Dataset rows
** start **

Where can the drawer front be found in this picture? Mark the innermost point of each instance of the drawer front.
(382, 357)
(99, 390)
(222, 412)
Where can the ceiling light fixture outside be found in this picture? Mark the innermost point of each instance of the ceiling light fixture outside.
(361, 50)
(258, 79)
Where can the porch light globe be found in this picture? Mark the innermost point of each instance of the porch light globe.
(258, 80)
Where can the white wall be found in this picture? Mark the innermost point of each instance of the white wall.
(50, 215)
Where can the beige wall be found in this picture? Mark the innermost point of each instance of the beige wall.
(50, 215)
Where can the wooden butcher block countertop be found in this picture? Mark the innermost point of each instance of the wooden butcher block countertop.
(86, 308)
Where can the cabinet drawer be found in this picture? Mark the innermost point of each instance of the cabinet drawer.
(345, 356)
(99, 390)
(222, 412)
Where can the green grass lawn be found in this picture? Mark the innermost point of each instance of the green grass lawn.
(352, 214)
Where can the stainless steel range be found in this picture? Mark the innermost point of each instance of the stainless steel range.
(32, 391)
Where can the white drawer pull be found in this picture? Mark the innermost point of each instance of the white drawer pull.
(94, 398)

** end **
** start **

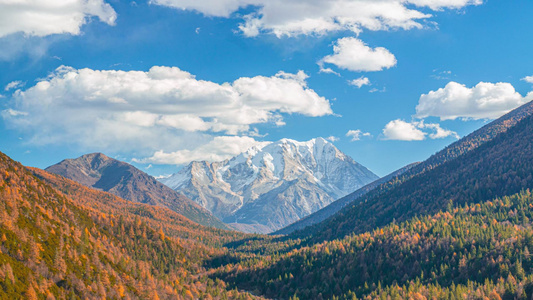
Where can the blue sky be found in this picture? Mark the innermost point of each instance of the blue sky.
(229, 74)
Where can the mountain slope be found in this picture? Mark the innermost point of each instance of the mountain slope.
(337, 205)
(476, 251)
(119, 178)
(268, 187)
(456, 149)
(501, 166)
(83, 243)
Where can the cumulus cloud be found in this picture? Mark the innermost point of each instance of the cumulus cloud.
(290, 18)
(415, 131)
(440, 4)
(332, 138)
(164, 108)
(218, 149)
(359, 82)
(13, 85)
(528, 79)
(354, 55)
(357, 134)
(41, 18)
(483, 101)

** end **

# EXERCISE DIRECTIONS:
Count the lines in the rows above that contain the word "wall". Reply with the number only.

# FINISHED EXERCISE:
2